* Start DATA SHOWN *
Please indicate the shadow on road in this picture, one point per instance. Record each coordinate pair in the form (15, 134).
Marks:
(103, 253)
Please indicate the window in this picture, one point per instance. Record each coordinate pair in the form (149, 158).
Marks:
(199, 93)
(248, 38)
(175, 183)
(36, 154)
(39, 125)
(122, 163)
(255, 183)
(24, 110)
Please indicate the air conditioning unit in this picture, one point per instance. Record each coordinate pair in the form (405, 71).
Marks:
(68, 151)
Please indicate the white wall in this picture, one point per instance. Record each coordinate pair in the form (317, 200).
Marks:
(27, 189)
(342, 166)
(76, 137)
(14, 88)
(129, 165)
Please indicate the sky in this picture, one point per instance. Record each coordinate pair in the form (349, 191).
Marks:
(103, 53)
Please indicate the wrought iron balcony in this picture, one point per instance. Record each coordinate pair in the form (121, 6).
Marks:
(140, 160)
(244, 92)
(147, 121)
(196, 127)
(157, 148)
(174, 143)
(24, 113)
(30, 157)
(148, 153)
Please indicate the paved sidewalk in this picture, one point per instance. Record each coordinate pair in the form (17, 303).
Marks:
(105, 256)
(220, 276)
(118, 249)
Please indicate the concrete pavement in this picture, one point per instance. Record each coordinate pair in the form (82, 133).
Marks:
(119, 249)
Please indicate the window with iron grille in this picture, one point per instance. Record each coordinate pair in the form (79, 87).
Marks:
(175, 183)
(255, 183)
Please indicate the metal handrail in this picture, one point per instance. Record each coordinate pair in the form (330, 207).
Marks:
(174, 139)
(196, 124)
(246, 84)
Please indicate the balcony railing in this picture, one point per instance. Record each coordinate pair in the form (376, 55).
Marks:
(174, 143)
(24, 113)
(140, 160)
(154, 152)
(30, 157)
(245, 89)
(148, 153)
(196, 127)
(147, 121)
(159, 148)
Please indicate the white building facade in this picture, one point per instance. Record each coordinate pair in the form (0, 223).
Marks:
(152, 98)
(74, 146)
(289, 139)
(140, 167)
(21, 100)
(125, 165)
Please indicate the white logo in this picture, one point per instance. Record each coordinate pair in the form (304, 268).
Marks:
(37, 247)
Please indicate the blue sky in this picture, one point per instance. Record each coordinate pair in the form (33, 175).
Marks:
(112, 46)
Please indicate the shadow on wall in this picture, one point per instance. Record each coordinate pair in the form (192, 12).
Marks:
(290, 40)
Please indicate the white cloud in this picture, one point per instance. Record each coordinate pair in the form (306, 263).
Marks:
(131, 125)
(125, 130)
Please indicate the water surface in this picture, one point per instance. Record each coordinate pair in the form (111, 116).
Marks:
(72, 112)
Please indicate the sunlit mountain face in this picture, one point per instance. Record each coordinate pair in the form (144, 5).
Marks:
* End DATA SHOWN *
Every line from the one containing "Please indicate the blue" through the last line must be copied exactly; leave out the rest.

Please indicate the blue sky in this picture, one point per instance. Record each coordinate pair in the form (33, 175).
Marks:
(112, 46)
Please indicate the shadow on wall in this picture, one point per instance. Record each coordinate pair in the form (192, 12).
Marks:
(290, 40)
Please indicate the white cloud in this picture, one point per instance. Record each coordinate pair in the form (306, 263).
Marks:
(131, 125)
(125, 130)
Please indicate the water surface in this picture, one point per instance. Record each coordinate pair in the form (111, 116).
Marks:
(72, 112)
Please indicate the sunlit mountain face in this picture, one point per instance. Record each coordinate pair in the form (144, 5).
Marks:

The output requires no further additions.